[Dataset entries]

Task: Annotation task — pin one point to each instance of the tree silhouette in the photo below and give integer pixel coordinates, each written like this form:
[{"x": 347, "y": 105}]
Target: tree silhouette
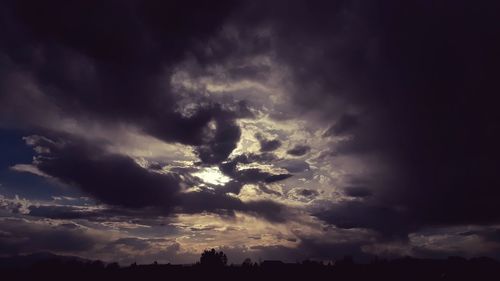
[
  {"x": 247, "y": 263},
  {"x": 213, "y": 258}
]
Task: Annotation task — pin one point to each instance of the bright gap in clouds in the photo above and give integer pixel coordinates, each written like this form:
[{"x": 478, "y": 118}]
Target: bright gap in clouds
[{"x": 212, "y": 175}]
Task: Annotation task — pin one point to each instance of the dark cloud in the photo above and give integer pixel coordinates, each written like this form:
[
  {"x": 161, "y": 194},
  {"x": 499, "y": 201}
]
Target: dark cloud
[
  {"x": 119, "y": 181},
  {"x": 251, "y": 175},
  {"x": 298, "y": 150},
  {"x": 197, "y": 202},
  {"x": 267, "y": 145},
  {"x": 308, "y": 192},
  {"x": 392, "y": 222},
  {"x": 115, "y": 67},
  {"x": 111, "y": 178},
  {"x": 358, "y": 191},
  {"x": 346, "y": 123},
  {"x": 21, "y": 236},
  {"x": 422, "y": 77}
]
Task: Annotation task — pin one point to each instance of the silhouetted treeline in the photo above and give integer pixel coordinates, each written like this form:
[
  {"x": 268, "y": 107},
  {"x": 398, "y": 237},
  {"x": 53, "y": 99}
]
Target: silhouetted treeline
[{"x": 453, "y": 268}]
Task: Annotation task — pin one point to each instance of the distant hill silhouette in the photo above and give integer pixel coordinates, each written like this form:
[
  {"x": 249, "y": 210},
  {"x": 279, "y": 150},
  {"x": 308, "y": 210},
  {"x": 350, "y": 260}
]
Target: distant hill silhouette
[{"x": 47, "y": 266}]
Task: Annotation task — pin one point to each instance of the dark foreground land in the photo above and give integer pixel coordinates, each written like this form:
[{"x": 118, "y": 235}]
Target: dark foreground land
[{"x": 399, "y": 269}]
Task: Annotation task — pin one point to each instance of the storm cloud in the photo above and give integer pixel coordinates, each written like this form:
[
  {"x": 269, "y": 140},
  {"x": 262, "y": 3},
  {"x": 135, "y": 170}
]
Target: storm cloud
[{"x": 373, "y": 125}]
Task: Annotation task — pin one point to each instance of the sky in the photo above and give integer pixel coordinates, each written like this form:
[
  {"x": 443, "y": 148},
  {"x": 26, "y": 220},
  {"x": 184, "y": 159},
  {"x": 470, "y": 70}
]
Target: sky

**WHAT YOU SHOULD DO**:
Repeat the entries exactly as they are given, leaving out each image.

**EXPECTED ANSWER**:
Task: Annotation task — pin one point to each instance of the tree silhouette in the photo below and give integer pixel coordinates, each written like this form:
[{"x": 347, "y": 105}]
Target: tree silhouette
[
  {"x": 247, "y": 263},
  {"x": 213, "y": 258}
]
Task: Annotation task — pin one point to each instance of the bright gap in clouds in the photo above and give integer pixel coordinates, each written like this form:
[{"x": 478, "y": 118}]
Target: bright gap in clouds
[{"x": 212, "y": 175}]
Task: Annotation task — pin one point to each instance of the dark cloud in the photo above and give integer pixel coordinates, each written like this form:
[
  {"x": 161, "y": 194},
  {"x": 499, "y": 201}
]
Target: dark cloud
[
  {"x": 119, "y": 181},
  {"x": 251, "y": 175},
  {"x": 298, "y": 150},
  {"x": 197, "y": 202},
  {"x": 267, "y": 145},
  {"x": 308, "y": 192},
  {"x": 392, "y": 222},
  {"x": 115, "y": 67},
  {"x": 111, "y": 178},
  {"x": 358, "y": 191},
  {"x": 346, "y": 123},
  {"x": 21, "y": 236},
  {"x": 422, "y": 77}
]
Task: Annotation task — pin one point to each instance of the silhouetted treeline in the photo above and give integer pixel coordinates, each written like this form:
[
  {"x": 268, "y": 107},
  {"x": 398, "y": 237},
  {"x": 53, "y": 99}
]
Target: silhouetted treeline
[{"x": 453, "y": 268}]
Task: Annotation task — pin one point to each instance of the distant hill silhouette in the photo above and give integer pixel coordinates, each written like this form:
[
  {"x": 249, "y": 210},
  {"x": 279, "y": 150},
  {"x": 308, "y": 210},
  {"x": 350, "y": 260}
]
Target: distant hill silhouette
[{"x": 47, "y": 266}]
Task: Annotation task — pin one point to each instance of the dark foreground land in the photo above and give integer pixel coordinates, each written like this form:
[{"x": 118, "y": 235}]
Target: dark foreground land
[{"x": 399, "y": 269}]
Task: Annotation task — pin one point to each instance of the storm cloud in the photo above and give integer pixel coordinates, each written like this form:
[
  {"x": 269, "y": 140},
  {"x": 262, "y": 3},
  {"x": 135, "y": 170}
]
Target: storm cloud
[{"x": 373, "y": 125}]
Task: Annotation task — pin one point to each instance of the sky in the photo above and give integer pixel coordinates, each written like this form:
[
  {"x": 443, "y": 148},
  {"x": 26, "y": 220},
  {"x": 184, "y": 159},
  {"x": 470, "y": 70}
]
Target: sky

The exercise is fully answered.